MATERIAL SUPPLIED:
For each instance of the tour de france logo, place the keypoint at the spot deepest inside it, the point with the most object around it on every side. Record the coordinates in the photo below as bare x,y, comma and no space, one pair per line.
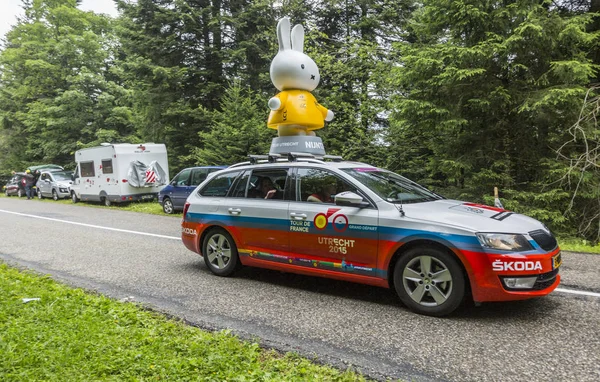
339,222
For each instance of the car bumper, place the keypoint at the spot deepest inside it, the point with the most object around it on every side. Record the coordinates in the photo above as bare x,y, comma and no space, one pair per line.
493,276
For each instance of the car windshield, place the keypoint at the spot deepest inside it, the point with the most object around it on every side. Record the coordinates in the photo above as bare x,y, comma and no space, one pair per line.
61,175
391,187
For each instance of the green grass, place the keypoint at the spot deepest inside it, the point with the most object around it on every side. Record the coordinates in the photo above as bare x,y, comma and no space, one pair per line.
152,207
578,245
72,335
566,244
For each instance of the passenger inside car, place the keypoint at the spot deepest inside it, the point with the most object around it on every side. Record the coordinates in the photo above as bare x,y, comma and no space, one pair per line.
265,190
325,194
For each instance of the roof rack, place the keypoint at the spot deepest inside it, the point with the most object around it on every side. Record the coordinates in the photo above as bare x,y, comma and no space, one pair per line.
294,156
291,157
335,158
271,158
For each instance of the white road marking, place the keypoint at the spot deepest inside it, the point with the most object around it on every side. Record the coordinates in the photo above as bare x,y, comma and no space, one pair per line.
580,292
93,226
561,290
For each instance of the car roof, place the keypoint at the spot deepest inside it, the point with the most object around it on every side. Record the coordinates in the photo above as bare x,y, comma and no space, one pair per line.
300,162
45,167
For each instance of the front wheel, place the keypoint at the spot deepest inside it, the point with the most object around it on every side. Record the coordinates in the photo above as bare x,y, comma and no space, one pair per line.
220,252
168,206
429,281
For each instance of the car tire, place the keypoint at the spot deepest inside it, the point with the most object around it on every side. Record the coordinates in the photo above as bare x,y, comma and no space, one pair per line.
168,206
220,252
429,281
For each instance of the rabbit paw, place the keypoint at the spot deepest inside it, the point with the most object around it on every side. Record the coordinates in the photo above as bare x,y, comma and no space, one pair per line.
274,103
329,116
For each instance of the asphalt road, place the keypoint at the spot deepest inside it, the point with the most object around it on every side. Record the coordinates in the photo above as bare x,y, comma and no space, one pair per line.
555,338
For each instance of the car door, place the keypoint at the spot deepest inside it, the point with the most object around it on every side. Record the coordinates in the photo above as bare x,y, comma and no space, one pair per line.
328,236
198,176
42,185
260,223
181,188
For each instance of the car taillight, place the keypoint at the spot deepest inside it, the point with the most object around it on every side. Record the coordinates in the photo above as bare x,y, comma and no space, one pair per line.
185,208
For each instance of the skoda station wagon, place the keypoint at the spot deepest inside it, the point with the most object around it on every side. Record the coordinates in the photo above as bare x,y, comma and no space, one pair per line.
355,222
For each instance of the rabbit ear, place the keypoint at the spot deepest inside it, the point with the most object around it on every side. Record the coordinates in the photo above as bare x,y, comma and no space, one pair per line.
298,38
283,33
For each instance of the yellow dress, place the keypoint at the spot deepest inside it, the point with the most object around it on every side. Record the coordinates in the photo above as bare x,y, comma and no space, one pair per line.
298,107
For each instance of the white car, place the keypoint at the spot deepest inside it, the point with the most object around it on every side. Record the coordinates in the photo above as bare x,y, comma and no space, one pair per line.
356,222
55,184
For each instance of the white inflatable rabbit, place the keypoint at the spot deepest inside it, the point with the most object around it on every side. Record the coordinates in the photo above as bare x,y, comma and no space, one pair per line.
295,111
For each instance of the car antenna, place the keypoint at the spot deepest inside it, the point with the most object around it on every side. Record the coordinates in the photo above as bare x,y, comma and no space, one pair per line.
399,207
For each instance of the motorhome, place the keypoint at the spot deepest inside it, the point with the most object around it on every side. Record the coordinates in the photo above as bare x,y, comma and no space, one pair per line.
120,173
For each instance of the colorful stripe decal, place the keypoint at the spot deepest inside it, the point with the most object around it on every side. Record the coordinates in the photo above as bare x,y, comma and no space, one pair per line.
342,266
358,231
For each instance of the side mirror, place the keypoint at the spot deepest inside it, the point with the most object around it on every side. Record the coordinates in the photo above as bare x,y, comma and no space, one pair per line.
349,198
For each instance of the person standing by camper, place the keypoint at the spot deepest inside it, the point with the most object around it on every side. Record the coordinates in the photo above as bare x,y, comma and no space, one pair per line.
29,182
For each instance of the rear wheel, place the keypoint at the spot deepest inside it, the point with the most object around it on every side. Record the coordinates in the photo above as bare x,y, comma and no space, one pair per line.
429,281
168,206
220,252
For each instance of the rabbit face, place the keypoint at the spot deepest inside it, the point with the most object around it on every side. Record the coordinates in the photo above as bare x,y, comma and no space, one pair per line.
294,70
291,68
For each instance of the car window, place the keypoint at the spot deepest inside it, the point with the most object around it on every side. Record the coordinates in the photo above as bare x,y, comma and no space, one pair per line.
267,183
240,186
320,186
219,185
87,169
198,176
182,178
107,166
392,187
61,176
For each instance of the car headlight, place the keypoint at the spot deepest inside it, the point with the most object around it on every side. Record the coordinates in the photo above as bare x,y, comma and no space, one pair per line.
504,241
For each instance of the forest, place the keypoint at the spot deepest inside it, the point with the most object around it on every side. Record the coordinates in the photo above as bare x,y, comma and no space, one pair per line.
459,95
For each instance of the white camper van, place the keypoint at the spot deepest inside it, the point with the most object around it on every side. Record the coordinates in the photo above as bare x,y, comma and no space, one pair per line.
118,173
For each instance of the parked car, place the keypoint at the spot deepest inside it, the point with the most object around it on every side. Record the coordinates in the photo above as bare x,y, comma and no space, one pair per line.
16,185
172,197
356,222
55,184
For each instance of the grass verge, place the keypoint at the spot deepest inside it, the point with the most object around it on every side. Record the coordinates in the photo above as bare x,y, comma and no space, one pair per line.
72,335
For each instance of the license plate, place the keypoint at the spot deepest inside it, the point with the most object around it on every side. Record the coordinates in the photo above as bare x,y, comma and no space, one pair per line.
556,261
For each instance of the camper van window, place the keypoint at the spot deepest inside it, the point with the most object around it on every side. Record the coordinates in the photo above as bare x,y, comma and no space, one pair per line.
87,169
107,166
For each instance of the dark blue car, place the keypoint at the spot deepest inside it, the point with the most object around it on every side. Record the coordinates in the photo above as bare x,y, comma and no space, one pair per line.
173,196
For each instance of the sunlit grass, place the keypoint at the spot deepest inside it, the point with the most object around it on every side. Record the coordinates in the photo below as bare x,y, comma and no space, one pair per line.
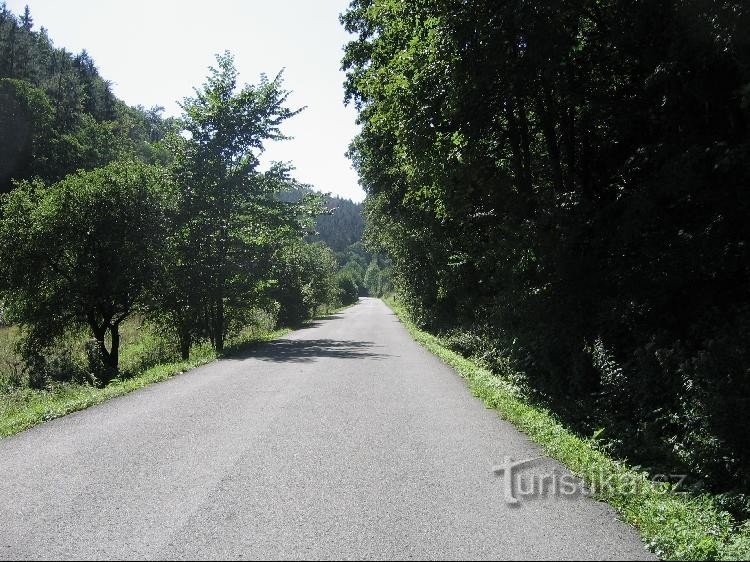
145,359
675,526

EXERCISE: Pictures do not belong in the copy; repeat the rest of the listing exactly.

SOLUTION TO THE PROBLEM:
For each instance of the tour de france logo, place the keypoint at the spot deepest inside it, the point with the most object around it on every side. Record the coordinates in the photo below as bare x,y, comma and no space, one pair per line.
339,222
For each instance of the car bumper, place the keypoint at the spot deepest inside it, the point with the most object around it on every side. Record the coordinates in the photo above as bare x,y, comma and no space, one pair per line.
493,276
For each instance of the car windshield, place the keypoint at the spot deepest inside it, the point with the most object around it on every side. Record the coordinates in the photo above as bare x,y, comma and no space, one pair per line.
61,175
391,187
For each instance of the green grass, place the keypoint at the spot deepest inside it, the point with the most object around it on every side. Record the coordinates in the photo above as bare x,y, comma and no space, one pair per line.
152,207
578,245
72,335
566,244
For each instance of the passenger inside car, place the keypoint at the spot deepest inside it, the point with the most object around it on every side. Record the coordinates in the photo above as bare x,y, comma and no space, one pair per line.
265,190
325,194
For each instance of the roof rack, place the keypoint at the spot deepest inside it, the point with the most object around it on every side. Record the coordinates in the photo above as bare x,y, comma and no space, one pair per line.
294,156
291,157
335,158
271,158
For each instance of the white road marking, place the keypoint at the spot deepest inside it, the point with the most object around it on every side. Record the coordinates in the photo above as bare x,y, comma and no space, one pair per line.
580,292
93,226
561,290
For each instance of the car roof, place the keypoint at the spot deepest inside it, the point with the most object around it on every side. Record the coordinates in the photo above as bare x,y, comma and no space, one pair per line.
300,162
45,167
For each instance of the front wheel, place the keypoint at the spot deepest inside it, the point with the most object around it on every side. Record the coordinates in the photo above as bare x,y, comma and no space, one pair per line.
220,252
168,206
429,281
For each instance of the car tire, place the keypoint at the spot deepest inside it, the point with the most object around it on every side. Record the coordinates in the photo above as bare x,y, comma and no space, one pair per line.
168,206
220,252
429,281
For each instance of the rabbit paw, place the keypoint at the spot deepest inside it, the point with the most object around it on every side. Record the coordinates in the photo above as bare x,y, comma and no space, one pair per line.
274,103
329,116
For each instance of the asphalt road, place the keypoint at the spot deepest inside it, the point with the most object around it on every side. Record the coordinates in the photo above as bare x,y, comma and no space, one pair per line.
555,338
For each instance of the car door, place the keypoint at the spot deepest inside it, the point with the most object around it on every side. Record the coordinates in the photo above as bare x,y, comma and no space, one pair per line.
328,236
198,176
42,185
260,223
181,188
For each instance of the car taillight, place the keypoint at the spot deepest inside it, the point with the most object around it on every side. Record the coordinates in the photo above as bare x,y, comma and no space, one pair per line.
185,208
For each instance of the skoda station wagon, place the keypoint at the spot deepest inside it, the point with the most object around it on every side. Record the coordinates in the photo above as bare x,y, comma and no space, one pair per line.
355,222
For each instance of the rabbit ear, place the keypoint at the spot deepest inside it, the point with the most object around it on every side. Record the coordinates in the photo above as bare x,y, comma and no space, one pair per line.
298,38
283,33
For each instance of the yellow dress, place the keypoint at the spot deepest inside it, the point with the most object around it on every side. Record the coordinates in the photo above as bare x,y, comma and no space, one pair per line.
298,107
For each instance of the white car, place the keypoint at the spot deepest inside it, the point with the most object around it on every side. Record the coordinates in the photo above as bare x,y, comma and no space, one pair per line.
356,222
55,184
For each instance of the white inflatable rabbit, place the keypoint at the spot deepest inside it, the point with the most object around it on every side. Record the coordinates in the photo above as bare x,y, comma and no space, one pair per line.
295,111
For each instance of the car antenna, place the keypoint at the spot deepest inside it, the point with the most object around it on every side. Record the coordinates in the photo above as bare x,y, comma and no space, one pair per line.
399,207
For each instance of the motorhome, place the keypoint at the spot deepest inside it, the point with the most object around it on every side. Record the coordinates in the photo above as bare x,y, comma and no space, one pair per line.
120,173
For each instance of the colorful stripe decal, place the keypoint at the spot deepest inside it, the point with the most object around it on every side. Record the coordinates in the photo above as bare x,y, comma and no space, one pair per line.
342,266
358,231
For each instance of the side mirror, place the keypoint at the spot deepest inside it, the point with the most object around it on every side. Record the coordinates in the photo above as bare x,y, comma and no space, one pair per line.
349,198
For each instance of the person standing by camper, place the keypoint at the spot deepest inside it, the point with the most object around it on every side. Record the coordinates in the photo above as bare x,y, comma and no space, one pair per line.
29,182
For each instance of the rear wheel, place the keypoint at the spot deepest inside it, the point with the most object around it on every side. Record the coordinates in the photo above as bare x,y, comma and no space, one pair per line.
429,281
168,206
220,252
For each instance of the rabbit face, place the keypoint at the spot deepest inside it, the point with the most object around it on every side. Record the coordinates in the photo above as bare x,y, comma and no space, one pair per line.
294,70
291,68
For each instance of the car window, place the keypoint at the spot deepest inside it, the point with the most object around it on every side. Record the coordinates in the photo above as bare x,y, comma and no space, one pair per line.
267,183
240,186
320,186
219,185
87,169
198,176
182,178
107,166
392,187
61,176
For each instance of the car headlight, place the keypoint at the spot deepest inside it, the point with the most object around it on every side. Record the coordinates in the photo above as bare x,y, comma and no space, one pair per line.
504,241
For each instance of the forest, place the keypoint at the spot deepest inside it, the point with the most object around it on every side. Record the coordinates in the photo above as bare x,y, comma and no space, one pair per line.
459,95
For each instance of the white camper van, place the keypoint at the spot deepest inside it, the point with the most object around it on every side. Record the coordinates in the photo above as bare x,y, comma and no space, one pair per line.
118,173
For each instance of the parked car, place the keypoint at the spot deepest inside it, the point with the most object around it on every side. Record the coordinates in the photo above as bare x,y, comma and no space, one pair per line.
16,185
172,197
356,222
55,184
For each instance of the grass verge, place the keypoint at the spot deepest inside it, the point with the most object around it on every side. Record the coordinates in the photo above as bare x,y, comma and no space, one pair per line.
72,335
For each instance of the license plate, place the keypoint at the spot deepest inside it, the point with the most object around it on every side. Record the coordinates in the photo above as bare x,y, comma and no space, one pair per line.
556,261
For each instance of the camper van window, place the keypoint at the spot deepest inside it, the point with the most object around it on every side. Record the coordinates in the photo above as bare x,y, comma and no space, one pair per line.
87,169
107,166
For each instance of the dark blue car, place the keypoint at the spot deepest inside it, the point with the most object around it on every side. Record the coordinates in the photo above as bare x,y, comma and no space, one pair per line.
173,196
For each instance of the sunlit grass, place the keypoint at the spot deepest inside it, the point with the most object around it on every side. Record the coordinates in the photo below as bare x,y, comma and no space, one pair per line.
145,359
675,526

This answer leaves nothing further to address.